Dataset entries
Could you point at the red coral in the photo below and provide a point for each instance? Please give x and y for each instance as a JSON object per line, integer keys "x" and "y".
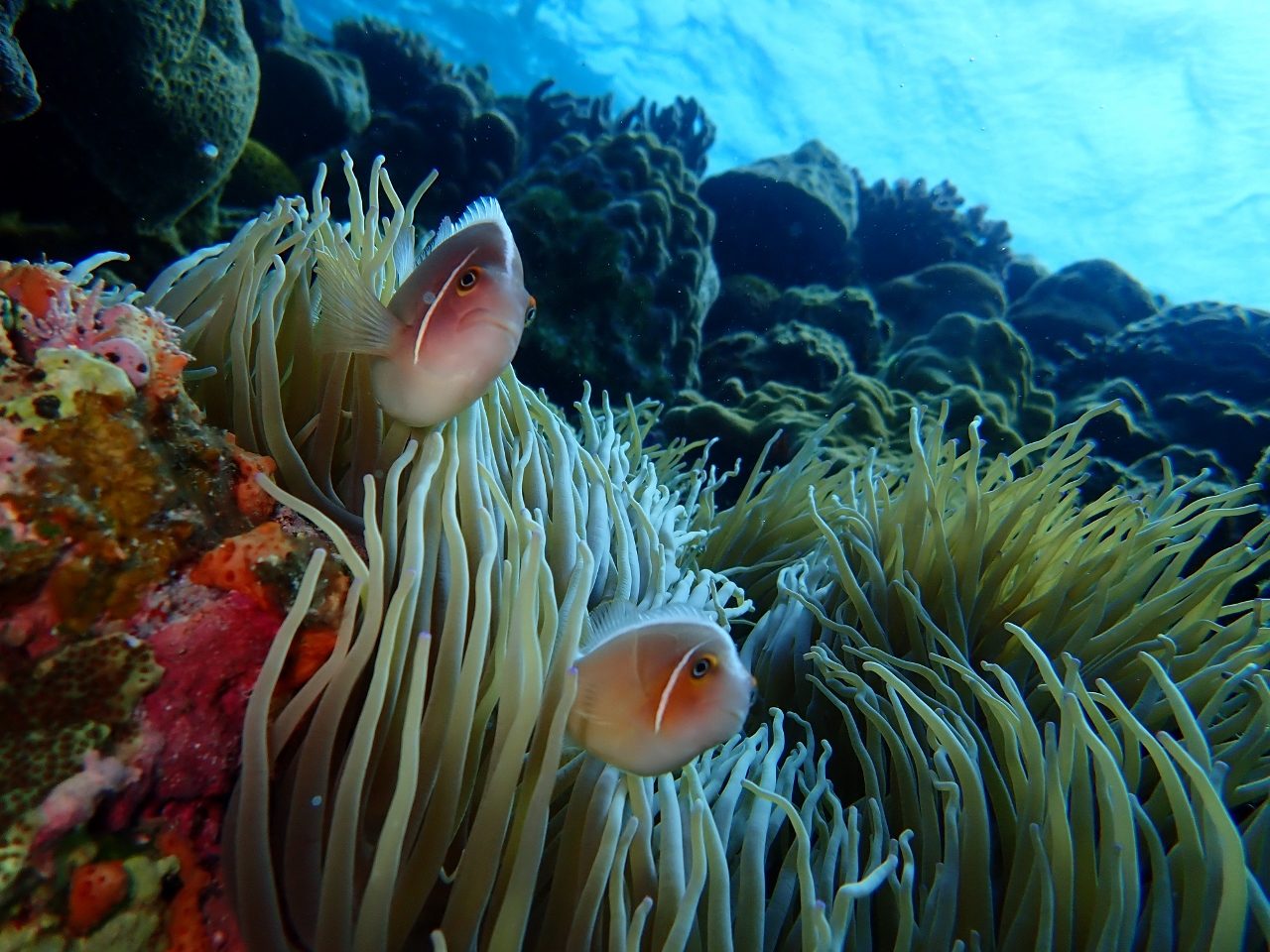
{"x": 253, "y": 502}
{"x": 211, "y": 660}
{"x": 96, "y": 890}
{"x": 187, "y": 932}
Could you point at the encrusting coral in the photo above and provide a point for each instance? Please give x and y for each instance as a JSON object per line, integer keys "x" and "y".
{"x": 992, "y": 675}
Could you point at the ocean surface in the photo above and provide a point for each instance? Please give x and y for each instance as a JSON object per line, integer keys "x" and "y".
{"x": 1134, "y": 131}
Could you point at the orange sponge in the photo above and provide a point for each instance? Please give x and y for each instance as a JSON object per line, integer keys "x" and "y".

- **Task instructions**: Set down exactly what runs from the line containing "Could you point at the ocean" through the last line above, both lines included.

- **Result**:
Could you point at the ocean surface in the photo above and provide a point for each instance? Please give x and y for each instance as a JSON object per line, integer keys "x" and "y".
{"x": 1134, "y": 131}
Could you point at the orange sponge in the photo above and provide a point for each instance? Please give x and y for each instance as a JSON object per line, integer keys "x" and "y".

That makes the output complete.